• **TO BE DONE**: Echo the material below word for word, leaving the pictures out.

• **ENTRIES PROVIDED**:
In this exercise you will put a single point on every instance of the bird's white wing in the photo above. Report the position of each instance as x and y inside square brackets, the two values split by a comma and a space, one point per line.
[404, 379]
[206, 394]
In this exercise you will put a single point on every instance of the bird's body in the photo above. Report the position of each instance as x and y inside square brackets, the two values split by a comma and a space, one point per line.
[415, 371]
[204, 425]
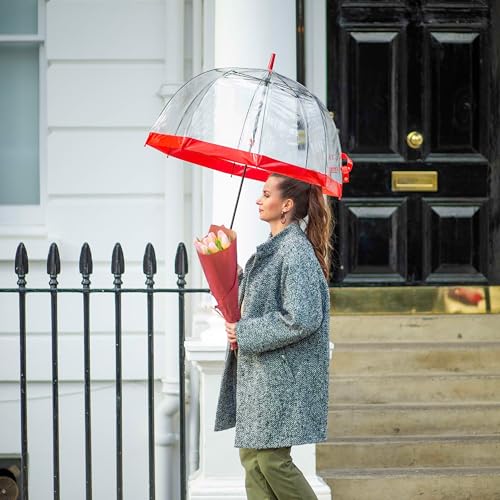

• **THE COMPLETED TASK**:
In this exercise you will put a single point on every instance of the bird's white wing in the photo above. Report the position of each instance as x and y inside square brackets, the two values split by a comma and a space, one point per line.
[404, 379]
[206, 394]
In this exercise you will put a single point on every instance of the bird's body in the photo above. Report the position of each instance as x and y inside square brackets, the two values split by a comma and a space, one point per line.
[415, 371]
[204, 425]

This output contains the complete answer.